- [HOW TO COMPLETE THIS TASK]
In the entries below, work out how many lines include "negative", and write only that number.

Content starts

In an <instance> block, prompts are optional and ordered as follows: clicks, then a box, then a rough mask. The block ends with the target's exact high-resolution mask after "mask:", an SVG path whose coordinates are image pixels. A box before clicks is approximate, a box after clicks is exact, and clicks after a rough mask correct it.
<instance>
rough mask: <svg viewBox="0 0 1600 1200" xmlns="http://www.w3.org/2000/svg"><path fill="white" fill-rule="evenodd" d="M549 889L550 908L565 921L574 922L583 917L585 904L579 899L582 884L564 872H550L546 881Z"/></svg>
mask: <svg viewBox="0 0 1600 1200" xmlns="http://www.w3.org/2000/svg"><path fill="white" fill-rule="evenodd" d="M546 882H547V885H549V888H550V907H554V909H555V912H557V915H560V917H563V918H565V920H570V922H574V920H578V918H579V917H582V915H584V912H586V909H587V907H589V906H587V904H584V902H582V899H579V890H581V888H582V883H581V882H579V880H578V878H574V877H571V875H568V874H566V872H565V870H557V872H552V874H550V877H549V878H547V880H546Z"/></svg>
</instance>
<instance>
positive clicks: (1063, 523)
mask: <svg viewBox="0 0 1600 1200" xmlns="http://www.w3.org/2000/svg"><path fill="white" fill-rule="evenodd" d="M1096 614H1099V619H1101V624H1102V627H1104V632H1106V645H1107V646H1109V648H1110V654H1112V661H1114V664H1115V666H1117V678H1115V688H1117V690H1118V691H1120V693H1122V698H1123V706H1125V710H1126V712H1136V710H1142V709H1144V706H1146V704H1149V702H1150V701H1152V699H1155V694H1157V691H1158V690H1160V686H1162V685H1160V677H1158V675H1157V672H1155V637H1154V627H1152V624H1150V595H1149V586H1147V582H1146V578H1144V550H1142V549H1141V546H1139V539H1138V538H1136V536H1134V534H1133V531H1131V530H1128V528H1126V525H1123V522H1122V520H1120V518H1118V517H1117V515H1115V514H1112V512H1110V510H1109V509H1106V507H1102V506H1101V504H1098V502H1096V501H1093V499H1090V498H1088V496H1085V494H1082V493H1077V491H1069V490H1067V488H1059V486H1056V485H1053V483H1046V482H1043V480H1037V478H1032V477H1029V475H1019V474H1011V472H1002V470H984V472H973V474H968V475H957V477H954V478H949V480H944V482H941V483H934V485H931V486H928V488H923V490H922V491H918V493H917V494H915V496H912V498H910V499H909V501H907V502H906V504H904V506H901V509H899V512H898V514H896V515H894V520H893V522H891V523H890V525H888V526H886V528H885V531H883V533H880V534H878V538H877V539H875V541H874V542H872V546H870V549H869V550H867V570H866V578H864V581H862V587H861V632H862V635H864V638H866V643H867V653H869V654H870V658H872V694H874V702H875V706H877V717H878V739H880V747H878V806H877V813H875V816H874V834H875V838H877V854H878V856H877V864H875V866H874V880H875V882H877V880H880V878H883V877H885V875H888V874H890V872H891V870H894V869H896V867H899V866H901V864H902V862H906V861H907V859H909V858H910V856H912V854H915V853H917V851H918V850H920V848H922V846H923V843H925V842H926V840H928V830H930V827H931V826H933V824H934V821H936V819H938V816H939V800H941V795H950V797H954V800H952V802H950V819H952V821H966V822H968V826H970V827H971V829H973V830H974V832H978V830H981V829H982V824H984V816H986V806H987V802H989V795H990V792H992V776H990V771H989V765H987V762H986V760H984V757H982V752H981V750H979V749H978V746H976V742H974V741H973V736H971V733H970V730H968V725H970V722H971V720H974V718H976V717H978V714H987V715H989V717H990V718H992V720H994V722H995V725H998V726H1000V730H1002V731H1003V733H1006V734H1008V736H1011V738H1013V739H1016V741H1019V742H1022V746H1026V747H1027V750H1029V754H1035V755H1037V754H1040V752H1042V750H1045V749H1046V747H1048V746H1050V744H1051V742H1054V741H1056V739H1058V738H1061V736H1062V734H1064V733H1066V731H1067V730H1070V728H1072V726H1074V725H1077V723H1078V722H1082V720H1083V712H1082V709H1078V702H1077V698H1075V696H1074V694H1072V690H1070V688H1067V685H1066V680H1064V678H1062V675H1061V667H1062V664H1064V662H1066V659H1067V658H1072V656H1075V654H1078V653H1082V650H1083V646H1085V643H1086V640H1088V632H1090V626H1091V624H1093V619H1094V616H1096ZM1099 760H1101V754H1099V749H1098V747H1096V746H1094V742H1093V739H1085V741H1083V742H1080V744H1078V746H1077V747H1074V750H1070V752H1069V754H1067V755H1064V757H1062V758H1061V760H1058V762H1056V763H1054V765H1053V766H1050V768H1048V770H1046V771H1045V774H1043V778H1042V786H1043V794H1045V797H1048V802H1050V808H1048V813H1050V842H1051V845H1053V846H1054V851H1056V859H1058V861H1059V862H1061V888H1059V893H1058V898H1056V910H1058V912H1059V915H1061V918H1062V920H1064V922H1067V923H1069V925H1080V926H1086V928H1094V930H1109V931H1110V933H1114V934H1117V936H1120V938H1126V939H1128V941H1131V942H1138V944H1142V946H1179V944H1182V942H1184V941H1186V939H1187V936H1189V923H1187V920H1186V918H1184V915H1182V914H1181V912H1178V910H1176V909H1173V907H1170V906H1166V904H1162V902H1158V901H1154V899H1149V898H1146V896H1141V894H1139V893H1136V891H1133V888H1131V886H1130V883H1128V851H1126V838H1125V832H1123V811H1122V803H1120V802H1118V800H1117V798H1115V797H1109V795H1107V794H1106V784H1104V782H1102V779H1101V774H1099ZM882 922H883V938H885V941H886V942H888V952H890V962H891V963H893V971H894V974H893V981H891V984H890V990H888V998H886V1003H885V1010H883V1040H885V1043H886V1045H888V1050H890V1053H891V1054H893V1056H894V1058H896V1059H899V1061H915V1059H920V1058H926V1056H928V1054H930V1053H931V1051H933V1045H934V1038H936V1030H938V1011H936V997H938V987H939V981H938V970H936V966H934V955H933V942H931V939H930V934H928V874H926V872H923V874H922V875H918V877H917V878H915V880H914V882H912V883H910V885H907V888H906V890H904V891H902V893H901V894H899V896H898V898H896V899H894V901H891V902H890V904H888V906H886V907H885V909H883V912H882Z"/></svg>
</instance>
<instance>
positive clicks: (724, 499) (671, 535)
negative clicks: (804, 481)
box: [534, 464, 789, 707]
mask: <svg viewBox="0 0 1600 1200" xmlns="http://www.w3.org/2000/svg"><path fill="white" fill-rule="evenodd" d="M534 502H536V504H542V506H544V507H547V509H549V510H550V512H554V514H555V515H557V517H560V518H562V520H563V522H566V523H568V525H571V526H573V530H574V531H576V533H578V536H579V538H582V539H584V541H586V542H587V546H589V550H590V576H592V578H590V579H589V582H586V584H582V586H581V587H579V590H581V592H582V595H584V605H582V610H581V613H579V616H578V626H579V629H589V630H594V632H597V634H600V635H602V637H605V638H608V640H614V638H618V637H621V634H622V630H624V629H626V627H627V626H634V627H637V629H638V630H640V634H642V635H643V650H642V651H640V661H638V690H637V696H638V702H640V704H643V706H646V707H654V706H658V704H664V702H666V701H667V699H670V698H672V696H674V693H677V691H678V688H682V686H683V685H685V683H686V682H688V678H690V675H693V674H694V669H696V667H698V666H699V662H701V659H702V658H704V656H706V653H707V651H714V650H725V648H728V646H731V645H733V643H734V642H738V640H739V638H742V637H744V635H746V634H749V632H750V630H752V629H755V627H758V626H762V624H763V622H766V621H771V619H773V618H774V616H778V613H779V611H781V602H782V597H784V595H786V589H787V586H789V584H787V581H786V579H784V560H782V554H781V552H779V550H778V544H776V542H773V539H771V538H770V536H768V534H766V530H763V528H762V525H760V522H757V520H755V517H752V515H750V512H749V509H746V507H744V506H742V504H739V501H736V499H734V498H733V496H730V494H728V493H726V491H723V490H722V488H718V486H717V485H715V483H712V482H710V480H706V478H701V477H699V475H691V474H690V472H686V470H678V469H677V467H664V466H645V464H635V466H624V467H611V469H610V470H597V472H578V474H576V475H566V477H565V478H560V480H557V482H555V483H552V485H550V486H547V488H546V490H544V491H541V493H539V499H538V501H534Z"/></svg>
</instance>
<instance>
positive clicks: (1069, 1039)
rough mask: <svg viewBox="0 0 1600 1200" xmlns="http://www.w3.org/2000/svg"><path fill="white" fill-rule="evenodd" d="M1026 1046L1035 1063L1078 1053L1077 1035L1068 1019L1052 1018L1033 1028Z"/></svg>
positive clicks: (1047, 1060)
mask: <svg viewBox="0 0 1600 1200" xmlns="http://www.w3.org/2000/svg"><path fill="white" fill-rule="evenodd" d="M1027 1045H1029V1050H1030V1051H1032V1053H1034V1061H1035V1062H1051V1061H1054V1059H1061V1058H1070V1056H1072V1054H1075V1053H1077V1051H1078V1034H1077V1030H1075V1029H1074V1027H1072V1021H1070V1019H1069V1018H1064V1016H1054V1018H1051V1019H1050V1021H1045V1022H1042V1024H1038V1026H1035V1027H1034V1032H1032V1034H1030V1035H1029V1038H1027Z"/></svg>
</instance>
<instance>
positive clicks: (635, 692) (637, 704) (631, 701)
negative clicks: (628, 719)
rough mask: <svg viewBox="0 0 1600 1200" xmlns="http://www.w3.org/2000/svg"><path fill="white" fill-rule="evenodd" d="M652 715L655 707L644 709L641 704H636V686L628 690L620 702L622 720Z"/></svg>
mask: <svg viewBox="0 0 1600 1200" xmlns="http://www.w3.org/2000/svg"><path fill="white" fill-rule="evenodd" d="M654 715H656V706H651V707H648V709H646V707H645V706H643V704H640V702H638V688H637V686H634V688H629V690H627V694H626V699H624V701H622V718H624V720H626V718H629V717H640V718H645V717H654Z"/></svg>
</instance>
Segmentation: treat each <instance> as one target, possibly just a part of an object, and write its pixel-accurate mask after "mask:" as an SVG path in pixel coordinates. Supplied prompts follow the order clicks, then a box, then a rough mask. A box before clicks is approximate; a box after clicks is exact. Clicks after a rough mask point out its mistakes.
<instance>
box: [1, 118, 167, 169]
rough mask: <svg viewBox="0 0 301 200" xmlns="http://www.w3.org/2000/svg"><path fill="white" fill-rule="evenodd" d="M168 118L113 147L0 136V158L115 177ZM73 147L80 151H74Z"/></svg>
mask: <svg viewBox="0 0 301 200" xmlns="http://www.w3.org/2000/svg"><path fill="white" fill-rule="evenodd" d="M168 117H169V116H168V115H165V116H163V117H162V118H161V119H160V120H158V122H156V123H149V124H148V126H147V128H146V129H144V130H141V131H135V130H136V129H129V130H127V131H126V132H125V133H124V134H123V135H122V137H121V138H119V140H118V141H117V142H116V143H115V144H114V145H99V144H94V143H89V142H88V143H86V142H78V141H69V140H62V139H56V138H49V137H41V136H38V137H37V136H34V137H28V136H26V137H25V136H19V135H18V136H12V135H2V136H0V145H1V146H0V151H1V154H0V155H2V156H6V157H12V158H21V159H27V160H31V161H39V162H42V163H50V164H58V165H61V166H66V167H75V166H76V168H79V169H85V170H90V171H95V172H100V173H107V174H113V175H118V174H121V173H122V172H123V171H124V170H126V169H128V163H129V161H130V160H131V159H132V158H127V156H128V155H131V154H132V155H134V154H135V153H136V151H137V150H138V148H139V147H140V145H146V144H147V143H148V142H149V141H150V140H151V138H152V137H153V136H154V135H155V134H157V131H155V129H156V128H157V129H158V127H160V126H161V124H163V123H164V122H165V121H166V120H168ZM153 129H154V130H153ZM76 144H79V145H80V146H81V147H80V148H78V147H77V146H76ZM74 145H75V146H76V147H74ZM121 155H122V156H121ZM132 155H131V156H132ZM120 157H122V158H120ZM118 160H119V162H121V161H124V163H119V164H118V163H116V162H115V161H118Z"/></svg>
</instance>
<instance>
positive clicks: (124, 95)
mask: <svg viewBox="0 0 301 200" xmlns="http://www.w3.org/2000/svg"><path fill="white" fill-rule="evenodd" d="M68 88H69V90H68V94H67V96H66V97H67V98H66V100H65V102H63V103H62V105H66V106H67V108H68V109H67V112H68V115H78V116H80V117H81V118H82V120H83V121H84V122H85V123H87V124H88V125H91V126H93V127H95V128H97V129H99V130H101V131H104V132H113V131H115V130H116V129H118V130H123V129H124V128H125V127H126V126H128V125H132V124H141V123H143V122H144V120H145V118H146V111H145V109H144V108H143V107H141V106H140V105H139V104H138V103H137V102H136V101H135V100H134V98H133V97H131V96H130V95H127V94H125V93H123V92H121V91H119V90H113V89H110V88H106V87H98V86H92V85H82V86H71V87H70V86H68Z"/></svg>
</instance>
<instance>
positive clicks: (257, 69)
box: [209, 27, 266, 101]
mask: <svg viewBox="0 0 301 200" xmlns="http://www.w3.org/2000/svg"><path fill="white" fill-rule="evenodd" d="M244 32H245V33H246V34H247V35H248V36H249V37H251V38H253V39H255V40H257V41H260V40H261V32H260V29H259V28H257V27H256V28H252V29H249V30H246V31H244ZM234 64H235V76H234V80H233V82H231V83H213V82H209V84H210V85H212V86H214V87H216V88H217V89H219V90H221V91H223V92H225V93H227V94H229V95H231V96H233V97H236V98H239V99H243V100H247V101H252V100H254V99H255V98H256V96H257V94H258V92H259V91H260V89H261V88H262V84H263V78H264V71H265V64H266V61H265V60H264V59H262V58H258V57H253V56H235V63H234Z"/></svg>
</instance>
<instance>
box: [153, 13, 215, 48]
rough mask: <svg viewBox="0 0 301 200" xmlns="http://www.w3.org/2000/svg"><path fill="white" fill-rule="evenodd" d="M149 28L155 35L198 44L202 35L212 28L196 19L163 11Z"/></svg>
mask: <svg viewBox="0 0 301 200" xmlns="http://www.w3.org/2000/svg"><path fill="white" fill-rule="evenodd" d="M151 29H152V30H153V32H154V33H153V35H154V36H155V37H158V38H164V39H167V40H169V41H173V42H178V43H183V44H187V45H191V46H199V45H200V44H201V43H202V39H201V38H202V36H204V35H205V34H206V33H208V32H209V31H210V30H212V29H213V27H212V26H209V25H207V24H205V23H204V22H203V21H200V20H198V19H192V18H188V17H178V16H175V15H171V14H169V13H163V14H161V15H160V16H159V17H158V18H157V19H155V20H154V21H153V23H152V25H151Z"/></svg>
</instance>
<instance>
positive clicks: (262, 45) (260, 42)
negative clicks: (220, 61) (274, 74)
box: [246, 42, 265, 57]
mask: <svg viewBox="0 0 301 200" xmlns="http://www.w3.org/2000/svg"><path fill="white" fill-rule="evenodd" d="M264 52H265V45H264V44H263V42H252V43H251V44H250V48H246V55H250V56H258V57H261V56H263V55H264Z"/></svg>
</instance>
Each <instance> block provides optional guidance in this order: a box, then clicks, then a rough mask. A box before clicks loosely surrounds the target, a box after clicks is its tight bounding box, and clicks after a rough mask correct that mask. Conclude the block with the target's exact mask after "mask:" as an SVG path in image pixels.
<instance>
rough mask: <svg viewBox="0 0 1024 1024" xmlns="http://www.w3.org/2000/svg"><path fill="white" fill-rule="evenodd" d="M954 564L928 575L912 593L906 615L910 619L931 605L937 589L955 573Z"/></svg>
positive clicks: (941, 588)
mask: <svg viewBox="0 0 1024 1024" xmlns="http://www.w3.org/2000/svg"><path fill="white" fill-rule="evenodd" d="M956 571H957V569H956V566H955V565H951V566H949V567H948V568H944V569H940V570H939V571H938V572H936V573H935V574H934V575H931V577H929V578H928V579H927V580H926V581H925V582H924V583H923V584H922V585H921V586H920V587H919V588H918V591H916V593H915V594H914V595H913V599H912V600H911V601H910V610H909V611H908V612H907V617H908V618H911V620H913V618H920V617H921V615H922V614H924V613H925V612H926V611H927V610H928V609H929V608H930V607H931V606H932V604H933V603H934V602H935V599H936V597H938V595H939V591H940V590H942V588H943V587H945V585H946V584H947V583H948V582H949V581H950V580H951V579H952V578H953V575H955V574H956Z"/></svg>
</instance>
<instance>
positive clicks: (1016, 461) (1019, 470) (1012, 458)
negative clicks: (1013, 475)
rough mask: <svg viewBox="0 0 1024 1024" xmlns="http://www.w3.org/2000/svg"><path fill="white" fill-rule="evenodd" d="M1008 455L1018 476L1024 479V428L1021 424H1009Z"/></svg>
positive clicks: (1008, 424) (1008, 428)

Content ends

- [ANSWER BELOW]
4